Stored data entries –
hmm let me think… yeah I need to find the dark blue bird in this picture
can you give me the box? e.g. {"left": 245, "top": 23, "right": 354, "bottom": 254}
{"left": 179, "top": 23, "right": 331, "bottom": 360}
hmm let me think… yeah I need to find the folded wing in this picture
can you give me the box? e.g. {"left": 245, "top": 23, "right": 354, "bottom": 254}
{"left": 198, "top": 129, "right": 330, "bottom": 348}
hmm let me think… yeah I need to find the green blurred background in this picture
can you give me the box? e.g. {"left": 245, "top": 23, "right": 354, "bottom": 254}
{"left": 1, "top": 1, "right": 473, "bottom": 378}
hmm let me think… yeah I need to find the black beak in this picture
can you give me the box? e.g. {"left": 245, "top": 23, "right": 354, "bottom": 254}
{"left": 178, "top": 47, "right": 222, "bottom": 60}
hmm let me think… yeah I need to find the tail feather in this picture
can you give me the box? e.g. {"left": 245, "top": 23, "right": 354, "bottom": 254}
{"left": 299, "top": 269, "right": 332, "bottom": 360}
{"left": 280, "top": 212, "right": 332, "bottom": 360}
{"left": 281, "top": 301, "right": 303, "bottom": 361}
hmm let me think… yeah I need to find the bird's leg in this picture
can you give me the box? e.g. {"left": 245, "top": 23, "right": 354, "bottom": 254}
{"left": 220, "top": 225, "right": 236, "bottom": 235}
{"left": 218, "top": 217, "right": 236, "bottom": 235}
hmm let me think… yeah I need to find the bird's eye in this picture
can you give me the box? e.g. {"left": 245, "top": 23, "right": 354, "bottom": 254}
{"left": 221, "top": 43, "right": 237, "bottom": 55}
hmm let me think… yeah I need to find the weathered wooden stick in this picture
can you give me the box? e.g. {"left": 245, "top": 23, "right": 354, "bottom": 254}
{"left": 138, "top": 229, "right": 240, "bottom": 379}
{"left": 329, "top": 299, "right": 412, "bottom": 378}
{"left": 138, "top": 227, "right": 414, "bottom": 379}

EXERCISE REQUIREMENTS – Write out the line containing "leg in this picture" and every line after it through the end of the entries. Keep each one exactly as it is, and add nothing.

RESPONSE FOR THIS EXERCISE –
hmm let me think… yeah I need to find the bird's leg in this picture
can you give me the box? e.g. {"left": 245, "top": 23, "right": 354, "bottom": 254}
{"left": 220, "top": 225, "right": 236, "bottom": 235}
{"left": 218, "top": 217, "right": 236, "bottom": 235}
hmm let me think… yeah I need to find the bird's eye in this picture
can you give me the box? e.g. {"left": 245, "top": 23, "right": 354, "bottom": 254}
{"left": 221, "top": 43, "right": 237, "bottom": 55}
hmm let me think… yeah I need to find the weathered wooden stick in this picture
can you give me the box? e.g. {"left": 245, "top": 23, "right": 354, "bottom": 254}
{"left": 138, "top": 229, "right": 240, "bottom": 379}
{"left": 329, "top": 299, "right": 412, "bottom": 378}
{"left": 138, "top": 227, "right": 414, "bottom": 379}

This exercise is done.